Go through the records and extract every line with the word "stem".
*** DATA SUPPLIED Section Begins ***
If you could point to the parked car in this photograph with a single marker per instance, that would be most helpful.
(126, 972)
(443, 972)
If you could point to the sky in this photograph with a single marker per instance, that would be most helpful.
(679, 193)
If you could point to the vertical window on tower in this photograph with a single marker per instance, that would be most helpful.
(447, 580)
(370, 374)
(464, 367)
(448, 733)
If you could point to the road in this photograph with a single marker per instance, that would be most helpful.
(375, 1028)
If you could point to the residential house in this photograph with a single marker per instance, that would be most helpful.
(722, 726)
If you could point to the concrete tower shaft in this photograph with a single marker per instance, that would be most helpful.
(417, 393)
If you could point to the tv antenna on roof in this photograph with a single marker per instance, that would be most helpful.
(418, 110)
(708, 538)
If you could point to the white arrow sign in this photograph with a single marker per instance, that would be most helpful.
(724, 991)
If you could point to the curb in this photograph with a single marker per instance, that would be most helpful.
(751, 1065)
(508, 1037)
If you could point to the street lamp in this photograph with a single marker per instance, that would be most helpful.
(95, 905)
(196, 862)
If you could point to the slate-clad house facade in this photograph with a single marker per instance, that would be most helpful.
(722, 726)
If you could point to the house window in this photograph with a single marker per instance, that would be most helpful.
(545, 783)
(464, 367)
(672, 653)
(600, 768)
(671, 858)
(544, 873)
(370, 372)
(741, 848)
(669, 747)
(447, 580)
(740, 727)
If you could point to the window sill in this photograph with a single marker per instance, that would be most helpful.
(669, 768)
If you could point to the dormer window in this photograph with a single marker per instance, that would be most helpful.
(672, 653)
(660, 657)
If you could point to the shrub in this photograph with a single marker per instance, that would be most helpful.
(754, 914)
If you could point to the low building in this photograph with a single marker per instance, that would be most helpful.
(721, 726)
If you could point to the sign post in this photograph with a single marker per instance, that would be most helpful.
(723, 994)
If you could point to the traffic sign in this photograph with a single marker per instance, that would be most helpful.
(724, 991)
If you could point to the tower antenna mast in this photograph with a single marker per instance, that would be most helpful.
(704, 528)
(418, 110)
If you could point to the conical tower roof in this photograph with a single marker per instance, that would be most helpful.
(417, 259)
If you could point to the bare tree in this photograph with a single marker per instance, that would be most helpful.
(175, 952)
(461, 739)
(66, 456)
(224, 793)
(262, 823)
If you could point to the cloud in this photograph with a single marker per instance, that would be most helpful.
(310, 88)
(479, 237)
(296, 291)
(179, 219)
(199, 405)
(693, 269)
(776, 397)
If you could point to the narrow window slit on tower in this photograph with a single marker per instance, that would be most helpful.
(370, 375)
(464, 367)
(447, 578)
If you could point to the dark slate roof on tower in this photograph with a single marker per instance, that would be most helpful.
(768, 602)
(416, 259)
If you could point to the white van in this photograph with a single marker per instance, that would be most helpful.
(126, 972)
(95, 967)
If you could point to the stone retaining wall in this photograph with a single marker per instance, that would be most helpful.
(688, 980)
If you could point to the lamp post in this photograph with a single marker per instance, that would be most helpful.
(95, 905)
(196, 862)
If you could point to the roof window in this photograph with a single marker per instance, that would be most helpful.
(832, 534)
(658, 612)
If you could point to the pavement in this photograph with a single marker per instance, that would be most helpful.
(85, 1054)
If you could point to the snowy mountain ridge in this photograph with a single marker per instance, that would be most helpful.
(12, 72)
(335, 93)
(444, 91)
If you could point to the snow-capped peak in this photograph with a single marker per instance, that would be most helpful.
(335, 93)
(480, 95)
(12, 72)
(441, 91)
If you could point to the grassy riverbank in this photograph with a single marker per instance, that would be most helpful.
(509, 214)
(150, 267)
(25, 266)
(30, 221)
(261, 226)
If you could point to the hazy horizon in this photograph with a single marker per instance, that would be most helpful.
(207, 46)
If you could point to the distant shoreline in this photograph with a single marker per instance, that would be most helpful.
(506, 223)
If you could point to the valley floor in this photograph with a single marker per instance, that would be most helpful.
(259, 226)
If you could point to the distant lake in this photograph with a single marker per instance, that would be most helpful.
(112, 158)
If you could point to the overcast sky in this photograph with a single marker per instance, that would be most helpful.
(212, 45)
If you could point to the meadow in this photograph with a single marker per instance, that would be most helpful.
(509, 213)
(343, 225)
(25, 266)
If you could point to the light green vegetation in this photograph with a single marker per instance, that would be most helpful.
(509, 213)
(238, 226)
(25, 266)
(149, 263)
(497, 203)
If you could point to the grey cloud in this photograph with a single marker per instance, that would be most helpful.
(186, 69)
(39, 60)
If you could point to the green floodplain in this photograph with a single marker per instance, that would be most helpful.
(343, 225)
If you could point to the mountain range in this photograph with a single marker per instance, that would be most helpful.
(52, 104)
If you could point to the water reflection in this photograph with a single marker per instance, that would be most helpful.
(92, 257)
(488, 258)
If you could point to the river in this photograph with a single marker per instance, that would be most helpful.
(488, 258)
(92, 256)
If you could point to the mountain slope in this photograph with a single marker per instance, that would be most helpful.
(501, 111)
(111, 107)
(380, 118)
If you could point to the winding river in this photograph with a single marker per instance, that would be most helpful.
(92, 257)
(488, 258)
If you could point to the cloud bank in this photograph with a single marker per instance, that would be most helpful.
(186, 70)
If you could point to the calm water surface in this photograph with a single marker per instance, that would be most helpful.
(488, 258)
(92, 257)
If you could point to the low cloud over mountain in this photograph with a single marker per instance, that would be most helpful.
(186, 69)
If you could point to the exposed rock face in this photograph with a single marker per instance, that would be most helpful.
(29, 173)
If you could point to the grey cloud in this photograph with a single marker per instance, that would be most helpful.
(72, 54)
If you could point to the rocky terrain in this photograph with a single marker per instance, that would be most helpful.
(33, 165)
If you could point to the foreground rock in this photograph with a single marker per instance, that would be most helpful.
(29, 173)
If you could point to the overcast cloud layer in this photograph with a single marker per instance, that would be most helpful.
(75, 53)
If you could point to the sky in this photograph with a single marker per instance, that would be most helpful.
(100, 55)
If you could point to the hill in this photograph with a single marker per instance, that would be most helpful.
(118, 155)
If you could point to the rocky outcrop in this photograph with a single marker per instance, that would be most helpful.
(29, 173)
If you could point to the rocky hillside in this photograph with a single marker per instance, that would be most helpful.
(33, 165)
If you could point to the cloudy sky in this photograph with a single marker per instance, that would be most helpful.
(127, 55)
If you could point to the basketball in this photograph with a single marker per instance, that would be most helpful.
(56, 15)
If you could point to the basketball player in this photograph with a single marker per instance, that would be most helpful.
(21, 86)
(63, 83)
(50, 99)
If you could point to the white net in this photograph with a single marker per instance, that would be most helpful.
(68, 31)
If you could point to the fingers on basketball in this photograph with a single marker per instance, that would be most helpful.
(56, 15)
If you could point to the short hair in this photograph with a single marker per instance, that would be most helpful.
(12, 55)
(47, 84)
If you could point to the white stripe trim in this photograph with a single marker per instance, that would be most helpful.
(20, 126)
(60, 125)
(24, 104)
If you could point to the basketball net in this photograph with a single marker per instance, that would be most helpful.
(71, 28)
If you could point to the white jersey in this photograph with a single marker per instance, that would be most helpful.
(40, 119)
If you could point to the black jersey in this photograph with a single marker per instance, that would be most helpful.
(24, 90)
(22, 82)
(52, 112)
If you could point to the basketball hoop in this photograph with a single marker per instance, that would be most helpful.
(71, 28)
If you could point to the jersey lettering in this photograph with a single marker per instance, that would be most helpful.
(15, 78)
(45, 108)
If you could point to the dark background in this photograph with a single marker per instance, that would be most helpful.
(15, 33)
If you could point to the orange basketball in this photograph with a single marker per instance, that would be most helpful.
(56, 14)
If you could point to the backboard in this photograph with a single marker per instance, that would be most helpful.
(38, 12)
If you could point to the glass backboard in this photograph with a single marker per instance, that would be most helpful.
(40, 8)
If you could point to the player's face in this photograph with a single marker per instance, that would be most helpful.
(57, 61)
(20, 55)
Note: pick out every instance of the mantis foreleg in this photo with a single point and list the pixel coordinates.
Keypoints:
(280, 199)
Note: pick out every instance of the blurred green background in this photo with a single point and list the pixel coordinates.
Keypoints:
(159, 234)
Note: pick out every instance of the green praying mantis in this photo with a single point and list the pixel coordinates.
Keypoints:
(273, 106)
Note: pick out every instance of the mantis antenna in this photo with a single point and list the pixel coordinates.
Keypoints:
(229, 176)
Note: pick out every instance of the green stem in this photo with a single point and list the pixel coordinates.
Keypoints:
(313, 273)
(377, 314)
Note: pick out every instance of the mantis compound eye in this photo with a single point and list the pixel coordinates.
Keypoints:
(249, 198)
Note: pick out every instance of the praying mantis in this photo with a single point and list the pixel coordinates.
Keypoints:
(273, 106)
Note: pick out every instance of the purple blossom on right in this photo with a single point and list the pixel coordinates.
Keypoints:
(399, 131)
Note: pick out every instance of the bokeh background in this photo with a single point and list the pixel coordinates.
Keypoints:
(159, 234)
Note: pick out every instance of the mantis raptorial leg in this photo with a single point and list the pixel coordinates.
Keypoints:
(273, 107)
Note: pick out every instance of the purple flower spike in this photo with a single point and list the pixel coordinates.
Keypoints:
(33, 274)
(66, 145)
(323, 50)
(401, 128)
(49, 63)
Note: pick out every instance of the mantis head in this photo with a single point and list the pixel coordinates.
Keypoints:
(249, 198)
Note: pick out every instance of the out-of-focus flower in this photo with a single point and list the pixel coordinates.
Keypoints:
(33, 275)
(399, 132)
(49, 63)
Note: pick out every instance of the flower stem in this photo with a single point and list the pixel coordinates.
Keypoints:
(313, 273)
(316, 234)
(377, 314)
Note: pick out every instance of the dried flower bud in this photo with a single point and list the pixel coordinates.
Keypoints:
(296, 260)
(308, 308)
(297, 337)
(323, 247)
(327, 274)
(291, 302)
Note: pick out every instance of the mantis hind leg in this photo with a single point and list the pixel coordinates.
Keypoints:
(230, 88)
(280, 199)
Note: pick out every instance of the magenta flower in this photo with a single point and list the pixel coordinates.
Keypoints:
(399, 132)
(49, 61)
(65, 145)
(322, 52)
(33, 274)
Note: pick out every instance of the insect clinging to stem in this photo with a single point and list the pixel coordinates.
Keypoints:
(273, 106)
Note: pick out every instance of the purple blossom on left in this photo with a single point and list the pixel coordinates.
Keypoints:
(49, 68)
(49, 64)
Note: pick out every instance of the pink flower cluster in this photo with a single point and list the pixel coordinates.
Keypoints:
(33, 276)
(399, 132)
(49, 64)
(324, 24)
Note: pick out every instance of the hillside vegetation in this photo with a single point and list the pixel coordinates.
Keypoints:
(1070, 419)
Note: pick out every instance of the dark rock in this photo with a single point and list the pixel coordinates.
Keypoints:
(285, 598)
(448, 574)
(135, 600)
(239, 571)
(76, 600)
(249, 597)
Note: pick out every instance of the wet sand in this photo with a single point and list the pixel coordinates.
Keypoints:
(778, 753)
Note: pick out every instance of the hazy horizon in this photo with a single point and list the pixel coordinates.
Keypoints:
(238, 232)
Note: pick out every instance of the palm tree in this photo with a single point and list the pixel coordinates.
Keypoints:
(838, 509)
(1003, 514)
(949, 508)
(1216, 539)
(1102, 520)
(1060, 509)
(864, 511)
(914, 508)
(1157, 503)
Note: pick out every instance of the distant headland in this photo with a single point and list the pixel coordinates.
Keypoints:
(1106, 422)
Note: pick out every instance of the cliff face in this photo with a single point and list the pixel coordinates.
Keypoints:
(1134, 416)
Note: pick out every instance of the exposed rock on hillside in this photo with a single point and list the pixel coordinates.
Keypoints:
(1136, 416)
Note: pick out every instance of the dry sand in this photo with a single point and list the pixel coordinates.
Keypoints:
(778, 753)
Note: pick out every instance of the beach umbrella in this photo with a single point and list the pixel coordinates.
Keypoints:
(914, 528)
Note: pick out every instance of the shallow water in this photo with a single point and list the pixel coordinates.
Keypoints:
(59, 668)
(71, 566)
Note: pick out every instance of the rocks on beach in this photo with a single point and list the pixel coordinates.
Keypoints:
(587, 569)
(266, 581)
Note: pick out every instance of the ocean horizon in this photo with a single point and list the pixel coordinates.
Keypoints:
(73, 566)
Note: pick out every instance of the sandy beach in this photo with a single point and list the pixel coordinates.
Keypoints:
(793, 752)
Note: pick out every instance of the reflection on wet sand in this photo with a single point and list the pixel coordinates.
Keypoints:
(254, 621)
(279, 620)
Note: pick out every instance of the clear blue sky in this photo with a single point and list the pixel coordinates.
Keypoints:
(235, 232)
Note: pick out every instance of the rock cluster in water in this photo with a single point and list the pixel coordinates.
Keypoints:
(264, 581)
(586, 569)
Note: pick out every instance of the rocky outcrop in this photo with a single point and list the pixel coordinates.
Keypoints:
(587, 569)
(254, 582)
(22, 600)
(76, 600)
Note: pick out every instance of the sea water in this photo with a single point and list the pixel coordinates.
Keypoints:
*** DATA SUPPLIED Section Ends ***
## ANSWER SECTION
Note: pick out every instance of the green stem in this photo with a single point and list the pixel coordinates.
Note: pick out every instance of the flower stem in this photo with a single point and list the pixel coordinates.
Note: pick out every instance of the insect clinging to stem in this photo with a single point and list the pixel coordinates.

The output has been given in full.